- Source extract:
######

Roenick v. Dollar Savings & Trust Co.

87 Ohio Law. Abs. 289 | Ohio Ct. App. | 1960

Donahue, J.

This is an action for will construction, brought by the plaintiff, who is the daughter of the decedent, James A. Ewing.

This is an appeal on questions of law and fact.

Attorney Ewing’s will was duly admitted to probate, and contained the following provisions in brief:—

Item No. 2 — a bequest to the daughter of all personal effects and $10,000.00 in cash — which have been delivered and paid.

Item No. 3 — a bequest to defendant, Dollar Savings and Trust Company in trust for the son of plaintiff, grandson of deceased, to be used under certain conditions for care and support until he reaches the age of forty. Paragraph six of this item provides as follows:—

“Upon the attainment by my said grandson of the said prescribed age of forty years it is my will and I direct that the entire accumulated assets of my estate, real, personal or mixed property, in the hands of said trustee shall pass to and vest in my said grandson, to be his absolutely and in fee simple, provided that he give and pay to The Pittsburgh-Xenia Theological Seminary of The United Presbyterian Church, Pittsburgh, Pennsylvania, the sum of Ten Thousand Dollars ($10,000.00), to The Tabernacle United Presbyterian Church, Youngstown, Ohio, the sum of Ten Thousand Dollars ($10,000.00), to Muskingum College, New Concord, Ohio, the sum of Five Thousand Dollars ($5,000.00), to Vassar College, Poughkeepsie, New York, the sum of Five Thousand Dollars ($5,000.00) and to Cornell University, Ithaca, New York, the sum of Five Thousand Dollars ($5,000.00), making the first three of said gifts in memory of his great grandparents, J. Calvin Ewing and Eva C. Ewing, the fourth in memory of his great aunt, Margaret Ewing Kelsey, and the fifth in memory of his grandfather, James A. Ewing, and I do so hereby give, devise and bequeath the same to him* to be effective only at such time, and upon such distribution of my entire estate being made the trust herein created shall *291cease and determine and said trustee be released and discharged, upon account, therein and thereof.”

######

[Dataset records on object locations]
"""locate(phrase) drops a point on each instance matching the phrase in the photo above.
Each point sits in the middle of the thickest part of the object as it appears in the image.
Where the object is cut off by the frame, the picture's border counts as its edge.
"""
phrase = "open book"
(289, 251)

######

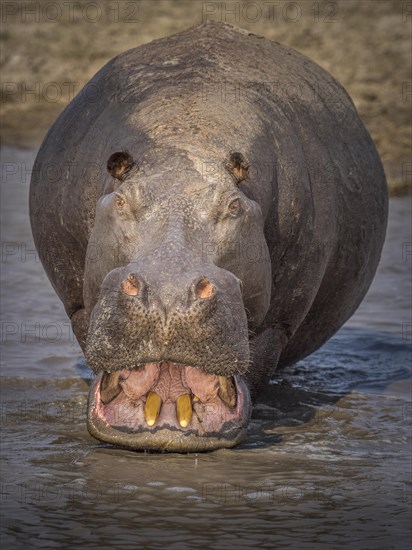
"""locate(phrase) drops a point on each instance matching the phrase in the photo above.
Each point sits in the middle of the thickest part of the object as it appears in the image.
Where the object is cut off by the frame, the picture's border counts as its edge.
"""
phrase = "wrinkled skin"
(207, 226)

######

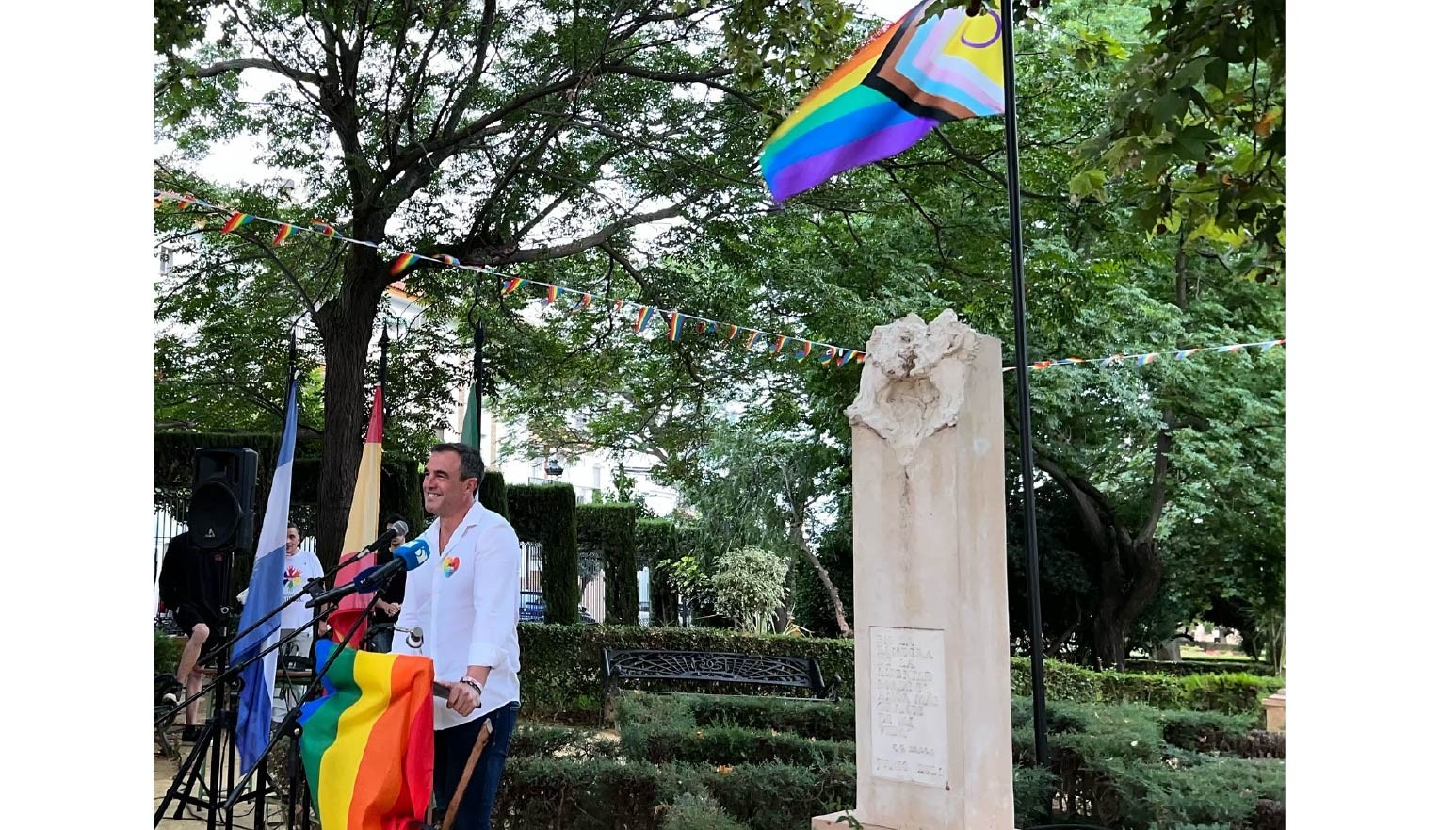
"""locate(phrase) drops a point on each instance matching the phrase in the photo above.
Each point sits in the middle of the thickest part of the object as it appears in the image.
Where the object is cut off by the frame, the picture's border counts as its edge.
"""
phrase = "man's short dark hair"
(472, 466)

######

- Exercise set:
[a] Can you return the passage of the Roenick opinion between "Donahue, J." and "law and fact.", inclusive?
[b] Does each statement agree with the Roenick opinion? (i) The daughter received $10,000.00 in cash under Item No. 2. (ii) The trust for the grandson runs until he reaches the age of thirty. (iii) The gift to Vassar College is to be made in memory of the grandson's grandfather. Answer yes or no for each, quoting the deciding words.

- Solutions per task:
[a]
Donahue, J.

This is an action for will construction, brought by the plaintiff, who is the daughter of the decedent, James A. Ewing.

This is an appeal on questions of law and fact.

[b]
(i) Yes: "a bequest to the daughter of all personal effects and $10,000.00 in cash — which have been delivered and paid."
(ii) No: "until he reaches the age of forty."
(iii) No: "the fourth in memory of his great aunt, Margaret Ewing Kelsey."